■ STORED DATA
[Begin]

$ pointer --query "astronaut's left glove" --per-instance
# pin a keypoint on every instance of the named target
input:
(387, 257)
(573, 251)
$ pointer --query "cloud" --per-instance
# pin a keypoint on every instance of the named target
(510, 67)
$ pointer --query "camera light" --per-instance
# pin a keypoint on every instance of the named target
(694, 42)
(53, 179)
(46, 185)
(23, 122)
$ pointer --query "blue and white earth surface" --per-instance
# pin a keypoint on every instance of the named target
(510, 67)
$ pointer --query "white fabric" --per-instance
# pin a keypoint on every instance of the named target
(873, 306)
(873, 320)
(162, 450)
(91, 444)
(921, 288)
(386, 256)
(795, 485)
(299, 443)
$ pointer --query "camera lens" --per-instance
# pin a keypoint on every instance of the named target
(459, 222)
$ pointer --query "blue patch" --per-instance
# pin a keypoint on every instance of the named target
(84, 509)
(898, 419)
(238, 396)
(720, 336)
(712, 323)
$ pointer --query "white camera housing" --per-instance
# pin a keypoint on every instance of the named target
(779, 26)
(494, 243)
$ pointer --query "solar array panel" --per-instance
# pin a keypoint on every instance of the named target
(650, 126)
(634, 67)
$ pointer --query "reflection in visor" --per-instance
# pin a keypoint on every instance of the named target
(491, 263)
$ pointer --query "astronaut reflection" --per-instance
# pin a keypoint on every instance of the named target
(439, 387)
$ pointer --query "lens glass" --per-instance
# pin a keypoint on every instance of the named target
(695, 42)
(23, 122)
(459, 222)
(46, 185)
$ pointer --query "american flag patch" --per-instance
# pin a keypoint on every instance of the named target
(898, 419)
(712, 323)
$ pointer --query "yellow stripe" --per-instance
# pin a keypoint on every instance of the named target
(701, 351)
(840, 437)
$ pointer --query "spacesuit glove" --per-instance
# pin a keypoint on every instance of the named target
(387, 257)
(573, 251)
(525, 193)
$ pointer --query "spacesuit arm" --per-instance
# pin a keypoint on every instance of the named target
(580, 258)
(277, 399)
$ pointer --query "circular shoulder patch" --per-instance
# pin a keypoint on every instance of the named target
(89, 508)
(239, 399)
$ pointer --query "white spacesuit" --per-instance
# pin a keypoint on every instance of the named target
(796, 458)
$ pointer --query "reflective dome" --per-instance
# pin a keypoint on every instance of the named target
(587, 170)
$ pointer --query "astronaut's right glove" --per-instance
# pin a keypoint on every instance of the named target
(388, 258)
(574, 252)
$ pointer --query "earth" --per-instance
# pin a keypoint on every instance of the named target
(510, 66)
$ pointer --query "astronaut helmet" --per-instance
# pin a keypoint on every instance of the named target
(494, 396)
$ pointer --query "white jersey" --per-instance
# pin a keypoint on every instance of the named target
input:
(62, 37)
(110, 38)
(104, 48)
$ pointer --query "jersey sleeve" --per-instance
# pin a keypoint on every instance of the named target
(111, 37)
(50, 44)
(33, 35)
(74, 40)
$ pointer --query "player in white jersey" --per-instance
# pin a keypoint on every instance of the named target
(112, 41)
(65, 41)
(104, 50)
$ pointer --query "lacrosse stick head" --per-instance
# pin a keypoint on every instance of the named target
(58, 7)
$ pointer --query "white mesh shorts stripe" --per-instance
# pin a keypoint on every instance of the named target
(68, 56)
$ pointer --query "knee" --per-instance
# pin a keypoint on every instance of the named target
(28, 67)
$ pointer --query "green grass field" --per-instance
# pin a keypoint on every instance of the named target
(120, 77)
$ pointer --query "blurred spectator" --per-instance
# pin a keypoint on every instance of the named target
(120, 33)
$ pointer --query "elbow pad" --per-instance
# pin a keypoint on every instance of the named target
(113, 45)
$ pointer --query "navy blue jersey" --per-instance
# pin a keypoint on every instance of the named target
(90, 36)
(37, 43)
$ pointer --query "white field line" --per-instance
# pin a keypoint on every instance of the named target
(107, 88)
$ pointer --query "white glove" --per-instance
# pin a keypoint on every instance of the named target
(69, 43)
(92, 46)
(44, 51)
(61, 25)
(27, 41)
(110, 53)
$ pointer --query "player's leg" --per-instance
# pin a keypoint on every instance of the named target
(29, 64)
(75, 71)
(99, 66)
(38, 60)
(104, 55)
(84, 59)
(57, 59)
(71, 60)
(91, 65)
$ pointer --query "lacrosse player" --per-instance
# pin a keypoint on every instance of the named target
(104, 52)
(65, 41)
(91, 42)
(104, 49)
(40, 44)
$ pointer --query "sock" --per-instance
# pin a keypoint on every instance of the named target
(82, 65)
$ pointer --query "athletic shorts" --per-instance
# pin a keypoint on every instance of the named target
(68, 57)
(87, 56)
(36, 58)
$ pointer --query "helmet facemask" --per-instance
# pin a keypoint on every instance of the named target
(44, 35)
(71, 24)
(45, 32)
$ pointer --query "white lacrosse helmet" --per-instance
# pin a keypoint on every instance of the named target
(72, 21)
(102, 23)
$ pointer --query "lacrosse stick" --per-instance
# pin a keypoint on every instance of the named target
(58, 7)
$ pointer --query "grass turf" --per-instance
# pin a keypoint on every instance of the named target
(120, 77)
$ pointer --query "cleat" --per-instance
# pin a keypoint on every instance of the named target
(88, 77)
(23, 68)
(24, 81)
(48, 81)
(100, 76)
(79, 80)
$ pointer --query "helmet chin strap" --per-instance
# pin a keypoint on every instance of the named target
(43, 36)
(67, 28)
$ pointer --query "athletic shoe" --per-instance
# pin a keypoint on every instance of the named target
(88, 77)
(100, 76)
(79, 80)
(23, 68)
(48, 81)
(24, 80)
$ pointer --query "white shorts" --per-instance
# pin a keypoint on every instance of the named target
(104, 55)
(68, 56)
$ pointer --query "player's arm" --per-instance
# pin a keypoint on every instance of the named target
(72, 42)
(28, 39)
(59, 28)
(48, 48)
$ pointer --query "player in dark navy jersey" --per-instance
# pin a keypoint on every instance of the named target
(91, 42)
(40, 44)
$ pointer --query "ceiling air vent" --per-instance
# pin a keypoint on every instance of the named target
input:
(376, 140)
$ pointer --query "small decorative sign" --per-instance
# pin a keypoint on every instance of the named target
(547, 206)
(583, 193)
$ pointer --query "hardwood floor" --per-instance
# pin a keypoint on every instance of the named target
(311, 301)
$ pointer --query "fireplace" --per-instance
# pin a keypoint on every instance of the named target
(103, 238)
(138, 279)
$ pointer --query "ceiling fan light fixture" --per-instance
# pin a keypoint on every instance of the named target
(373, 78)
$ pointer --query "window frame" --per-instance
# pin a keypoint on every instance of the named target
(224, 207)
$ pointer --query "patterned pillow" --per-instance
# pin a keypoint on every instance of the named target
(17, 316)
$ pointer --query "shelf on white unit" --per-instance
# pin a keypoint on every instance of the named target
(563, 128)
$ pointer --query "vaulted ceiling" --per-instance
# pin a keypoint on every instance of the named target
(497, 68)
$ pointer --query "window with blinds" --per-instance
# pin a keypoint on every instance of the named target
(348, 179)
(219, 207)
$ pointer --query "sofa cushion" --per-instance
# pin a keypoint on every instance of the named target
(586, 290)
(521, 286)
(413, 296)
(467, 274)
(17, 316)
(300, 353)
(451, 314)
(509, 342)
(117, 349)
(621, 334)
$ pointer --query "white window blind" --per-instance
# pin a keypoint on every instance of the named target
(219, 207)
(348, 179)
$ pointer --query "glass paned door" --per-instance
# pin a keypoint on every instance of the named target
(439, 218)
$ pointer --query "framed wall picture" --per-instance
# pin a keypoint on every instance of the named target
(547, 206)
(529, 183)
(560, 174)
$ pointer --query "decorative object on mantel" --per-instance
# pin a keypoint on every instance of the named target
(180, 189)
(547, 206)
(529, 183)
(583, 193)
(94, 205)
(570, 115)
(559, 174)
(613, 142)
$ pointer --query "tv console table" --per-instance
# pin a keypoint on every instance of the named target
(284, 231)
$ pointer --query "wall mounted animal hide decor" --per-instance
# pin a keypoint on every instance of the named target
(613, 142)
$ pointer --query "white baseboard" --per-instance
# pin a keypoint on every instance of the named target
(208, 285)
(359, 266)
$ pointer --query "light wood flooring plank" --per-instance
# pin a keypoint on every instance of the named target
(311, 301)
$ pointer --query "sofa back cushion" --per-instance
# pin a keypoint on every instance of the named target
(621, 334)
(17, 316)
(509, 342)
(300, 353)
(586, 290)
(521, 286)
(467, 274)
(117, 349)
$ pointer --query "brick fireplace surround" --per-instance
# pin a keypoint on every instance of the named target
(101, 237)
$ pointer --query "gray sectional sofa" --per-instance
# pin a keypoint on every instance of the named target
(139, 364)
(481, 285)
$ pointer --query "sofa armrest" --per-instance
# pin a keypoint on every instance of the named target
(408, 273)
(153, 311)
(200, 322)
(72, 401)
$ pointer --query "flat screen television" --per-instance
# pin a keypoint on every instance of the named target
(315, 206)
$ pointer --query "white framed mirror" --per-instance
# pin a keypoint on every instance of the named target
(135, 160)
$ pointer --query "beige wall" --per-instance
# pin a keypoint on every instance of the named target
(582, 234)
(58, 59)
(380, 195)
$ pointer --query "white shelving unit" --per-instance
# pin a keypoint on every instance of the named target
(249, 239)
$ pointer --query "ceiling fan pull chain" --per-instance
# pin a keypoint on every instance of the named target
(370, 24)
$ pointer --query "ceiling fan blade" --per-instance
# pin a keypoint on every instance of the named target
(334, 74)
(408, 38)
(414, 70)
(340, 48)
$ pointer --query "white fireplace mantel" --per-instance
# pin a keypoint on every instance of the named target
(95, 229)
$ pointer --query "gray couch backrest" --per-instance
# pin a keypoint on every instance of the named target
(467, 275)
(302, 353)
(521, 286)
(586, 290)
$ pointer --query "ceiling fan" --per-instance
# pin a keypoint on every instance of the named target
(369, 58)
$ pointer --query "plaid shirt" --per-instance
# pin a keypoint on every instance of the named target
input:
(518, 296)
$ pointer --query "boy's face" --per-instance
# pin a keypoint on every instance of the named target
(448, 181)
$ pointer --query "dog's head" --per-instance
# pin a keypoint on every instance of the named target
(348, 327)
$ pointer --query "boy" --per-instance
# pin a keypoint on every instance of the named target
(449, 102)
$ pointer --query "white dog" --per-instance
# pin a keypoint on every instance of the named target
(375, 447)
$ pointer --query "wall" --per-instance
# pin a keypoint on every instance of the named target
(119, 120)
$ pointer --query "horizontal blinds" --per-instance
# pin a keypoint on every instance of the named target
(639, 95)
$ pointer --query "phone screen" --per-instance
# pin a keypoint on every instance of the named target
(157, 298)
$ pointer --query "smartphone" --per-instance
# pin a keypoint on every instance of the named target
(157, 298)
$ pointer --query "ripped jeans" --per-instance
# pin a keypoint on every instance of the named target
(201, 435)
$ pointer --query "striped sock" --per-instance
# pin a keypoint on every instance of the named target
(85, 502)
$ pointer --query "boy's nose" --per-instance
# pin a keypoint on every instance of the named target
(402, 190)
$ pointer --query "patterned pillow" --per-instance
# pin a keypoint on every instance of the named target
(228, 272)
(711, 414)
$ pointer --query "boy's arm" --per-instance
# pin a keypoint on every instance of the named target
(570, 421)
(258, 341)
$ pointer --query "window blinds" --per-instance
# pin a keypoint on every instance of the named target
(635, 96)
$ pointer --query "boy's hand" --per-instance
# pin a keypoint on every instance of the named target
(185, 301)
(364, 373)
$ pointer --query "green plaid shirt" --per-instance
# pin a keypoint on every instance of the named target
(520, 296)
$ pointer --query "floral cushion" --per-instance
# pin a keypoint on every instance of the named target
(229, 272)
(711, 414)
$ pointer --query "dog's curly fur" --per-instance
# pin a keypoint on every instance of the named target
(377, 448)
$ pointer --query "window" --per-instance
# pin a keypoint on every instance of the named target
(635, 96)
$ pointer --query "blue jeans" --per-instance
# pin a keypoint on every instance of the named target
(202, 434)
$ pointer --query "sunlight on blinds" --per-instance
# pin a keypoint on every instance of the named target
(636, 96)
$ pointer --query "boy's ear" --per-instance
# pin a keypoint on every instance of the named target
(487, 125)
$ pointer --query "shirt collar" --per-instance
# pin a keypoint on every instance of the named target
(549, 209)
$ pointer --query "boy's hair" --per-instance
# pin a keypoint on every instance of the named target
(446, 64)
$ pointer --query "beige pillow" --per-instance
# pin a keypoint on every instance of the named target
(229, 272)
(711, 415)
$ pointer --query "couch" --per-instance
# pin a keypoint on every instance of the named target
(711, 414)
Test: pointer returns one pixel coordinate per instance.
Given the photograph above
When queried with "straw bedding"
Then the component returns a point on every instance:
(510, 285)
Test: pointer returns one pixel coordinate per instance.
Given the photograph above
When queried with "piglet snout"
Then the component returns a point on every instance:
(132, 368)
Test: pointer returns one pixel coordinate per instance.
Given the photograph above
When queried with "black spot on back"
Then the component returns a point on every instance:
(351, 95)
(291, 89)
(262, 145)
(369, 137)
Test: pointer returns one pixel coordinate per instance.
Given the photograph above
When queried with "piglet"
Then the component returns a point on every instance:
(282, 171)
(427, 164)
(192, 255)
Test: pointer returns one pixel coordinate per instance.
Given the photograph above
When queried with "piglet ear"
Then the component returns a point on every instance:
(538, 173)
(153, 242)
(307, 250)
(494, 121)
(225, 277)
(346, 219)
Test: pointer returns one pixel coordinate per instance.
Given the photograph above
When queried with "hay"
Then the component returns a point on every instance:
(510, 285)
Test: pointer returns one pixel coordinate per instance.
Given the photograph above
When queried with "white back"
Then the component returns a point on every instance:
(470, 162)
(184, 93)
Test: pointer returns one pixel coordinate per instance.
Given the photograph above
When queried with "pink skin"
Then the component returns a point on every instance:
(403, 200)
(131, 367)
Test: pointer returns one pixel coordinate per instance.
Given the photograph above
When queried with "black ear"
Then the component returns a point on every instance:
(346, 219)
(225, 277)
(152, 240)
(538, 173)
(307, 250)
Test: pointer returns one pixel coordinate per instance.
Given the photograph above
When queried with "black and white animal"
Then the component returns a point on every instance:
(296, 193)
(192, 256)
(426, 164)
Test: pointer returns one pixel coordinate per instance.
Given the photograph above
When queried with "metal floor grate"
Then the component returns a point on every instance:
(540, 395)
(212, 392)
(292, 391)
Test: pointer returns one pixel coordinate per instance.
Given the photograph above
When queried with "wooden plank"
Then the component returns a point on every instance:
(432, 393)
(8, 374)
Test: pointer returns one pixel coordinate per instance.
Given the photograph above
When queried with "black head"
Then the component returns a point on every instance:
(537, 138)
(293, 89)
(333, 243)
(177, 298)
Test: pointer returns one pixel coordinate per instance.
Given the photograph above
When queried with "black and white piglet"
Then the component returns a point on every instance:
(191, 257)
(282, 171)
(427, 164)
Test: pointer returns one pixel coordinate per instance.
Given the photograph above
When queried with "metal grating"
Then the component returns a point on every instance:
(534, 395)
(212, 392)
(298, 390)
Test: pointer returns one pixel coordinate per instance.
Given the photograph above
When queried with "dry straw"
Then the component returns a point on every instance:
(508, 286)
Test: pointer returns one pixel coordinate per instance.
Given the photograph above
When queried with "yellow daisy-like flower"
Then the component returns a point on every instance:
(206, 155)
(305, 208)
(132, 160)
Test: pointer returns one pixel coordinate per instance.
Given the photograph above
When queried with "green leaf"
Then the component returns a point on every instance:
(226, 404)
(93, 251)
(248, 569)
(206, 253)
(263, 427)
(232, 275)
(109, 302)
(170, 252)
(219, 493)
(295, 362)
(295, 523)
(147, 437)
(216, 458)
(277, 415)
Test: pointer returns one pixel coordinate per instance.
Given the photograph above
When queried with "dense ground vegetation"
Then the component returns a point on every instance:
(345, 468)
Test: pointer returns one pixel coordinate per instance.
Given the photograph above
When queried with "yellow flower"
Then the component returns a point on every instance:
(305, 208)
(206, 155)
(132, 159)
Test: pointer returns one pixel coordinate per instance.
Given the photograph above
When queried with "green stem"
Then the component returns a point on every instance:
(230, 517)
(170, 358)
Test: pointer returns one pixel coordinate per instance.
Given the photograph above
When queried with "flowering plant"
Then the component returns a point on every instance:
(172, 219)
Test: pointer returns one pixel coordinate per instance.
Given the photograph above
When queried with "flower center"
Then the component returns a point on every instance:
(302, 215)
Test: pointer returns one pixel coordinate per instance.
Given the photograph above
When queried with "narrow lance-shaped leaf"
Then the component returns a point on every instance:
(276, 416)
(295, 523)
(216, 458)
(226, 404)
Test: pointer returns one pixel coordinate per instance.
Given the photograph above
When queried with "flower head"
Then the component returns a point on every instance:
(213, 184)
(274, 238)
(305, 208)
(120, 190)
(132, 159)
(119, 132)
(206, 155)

[End]

■ WORK TO DO
Identify each line in the rows above that contains the string "helmet", and copy every such line. Matching is case-sensitive.

■ EXERCISE SOLUTION
$ pointer --query "astronaut helmet" --per-instance
$ pointer --query "helmet facemask" --per-instance
$ pointer --query "white lacrosse helmet" --per-instance
$ pointer --query "helmet chin strap" --per-instance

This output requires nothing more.